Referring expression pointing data
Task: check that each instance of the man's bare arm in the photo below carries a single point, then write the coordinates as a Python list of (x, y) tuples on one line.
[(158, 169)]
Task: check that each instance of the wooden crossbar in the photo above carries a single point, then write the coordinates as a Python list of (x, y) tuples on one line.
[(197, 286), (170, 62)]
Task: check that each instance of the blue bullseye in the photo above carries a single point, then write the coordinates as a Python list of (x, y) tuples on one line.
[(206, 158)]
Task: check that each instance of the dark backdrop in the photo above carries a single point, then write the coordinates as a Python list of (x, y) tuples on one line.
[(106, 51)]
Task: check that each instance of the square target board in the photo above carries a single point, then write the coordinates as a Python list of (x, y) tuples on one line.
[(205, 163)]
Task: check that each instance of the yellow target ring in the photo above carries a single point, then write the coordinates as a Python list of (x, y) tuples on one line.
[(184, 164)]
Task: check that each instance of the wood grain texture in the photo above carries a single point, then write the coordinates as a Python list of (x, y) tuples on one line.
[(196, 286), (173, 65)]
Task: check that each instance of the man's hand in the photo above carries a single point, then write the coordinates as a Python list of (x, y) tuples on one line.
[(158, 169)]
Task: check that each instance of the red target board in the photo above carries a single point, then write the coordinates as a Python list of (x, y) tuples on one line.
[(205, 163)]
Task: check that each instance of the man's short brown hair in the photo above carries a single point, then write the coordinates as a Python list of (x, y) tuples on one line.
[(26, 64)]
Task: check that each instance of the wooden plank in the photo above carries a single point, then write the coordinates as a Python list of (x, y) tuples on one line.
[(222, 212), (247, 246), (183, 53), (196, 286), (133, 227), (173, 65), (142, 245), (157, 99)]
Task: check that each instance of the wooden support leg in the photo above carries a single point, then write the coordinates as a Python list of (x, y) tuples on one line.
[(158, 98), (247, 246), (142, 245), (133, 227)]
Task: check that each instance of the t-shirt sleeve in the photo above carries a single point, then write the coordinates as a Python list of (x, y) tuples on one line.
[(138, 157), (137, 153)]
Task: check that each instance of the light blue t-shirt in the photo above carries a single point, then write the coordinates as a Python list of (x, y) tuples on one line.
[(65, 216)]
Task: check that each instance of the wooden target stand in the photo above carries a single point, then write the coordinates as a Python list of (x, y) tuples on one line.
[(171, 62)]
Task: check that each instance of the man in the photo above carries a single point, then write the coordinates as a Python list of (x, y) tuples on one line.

Problem to work on
Above are the entries; return each one exactly.

Problem solution
Task: check that each instance of the man's bare arm in the photo below carries a single point, then write the coordinates as a Python list of (x, y) tuples on one line.
[(158, 169)]
Task: check that each instance of the wooden crossbar in the photo above carries a single point, then write the coordinates as a Python list of (x, y) tuples on one line.
[(197, 286), (170, 62)]
Task: check that each instance of the blue bullseye in the photo above carries a single point, then write the coordinates as a Python list of (x, y) tuples on one line.
[(206, 158)]
Task: check that each instance of the dark backdrop in the photo above carries a single point, then write the coordinates as a Python list of (x, y) tuples on one line.
[(106, 51)]
Task: check that each instance of the square target board in the photo above carries a single point, then write the coordinates as a Python list of (x, y) tuples on one line.
[(205, 163)]
Task: check that each instance of the yellow target ring in the photo above carries a single point, then write the coordinates as a Python list of (x, y) tuples on one line.
[(184, 164)]
Task: check that each instance of the wood grain texture in the photo above carries a single point, then write the coordinates as a Python list of (x, y) tuples on one line.
[(196, 286), (173, 65)]
Task: check that each instance of the man's hand in the photo above carries a single point, then write the coordinates as a Python list of (x, y) tuples on one line.
[(158, 169)]
Task: check that each instance of the red target board in the photo above carries a single point, then write the coordinates as a Python list of (x, y) tuples on one line.
[(205, 163)]
Task: check that each instance of the man's short brown hair in the photo above carries a single point, then write the coordinates as a Python list of (x, y) tuples on one line.
[(26, 64)]
Task: check that each instance of the wooden plank in the photo above carries a single point, then write the coordinates as a Python list of (x, y) tuples on one line.
[(222, 212), (247, 246), (183, 53), (196, 286), (133, 227), (173, 65), (142, 245), (157, 99)]
Task: check that each instance of the wooden support leg in the photo above carries a single point, then write the coordinates as a Python list of (x, y) tuples on one line.
[(158, 98), (247, 246), (142, 245), (133, 227)]
Task: check that each instance of the t-shirt sleeve in the photo above carries a single point, then write the coordinates as a Python list of (x, y) tuples on one line.
[(138, 157), (137, 153)]
Task: check that each instance of the light blue t-shirt in the photo above carries a single point, then write the coordinates as a Python list of (x, y) tuples on one line.
[(65, 216)]
Task: check that each instance of the wooden target stand in the photo above carries a single point, then write the coordinates as a Python list of (x, y) tuples on one line.
[(171, 62)]
Task: check that each instance of the man in the photo above carries a single point, then write the coordinates as a Python list of (x, y) tuples on one line.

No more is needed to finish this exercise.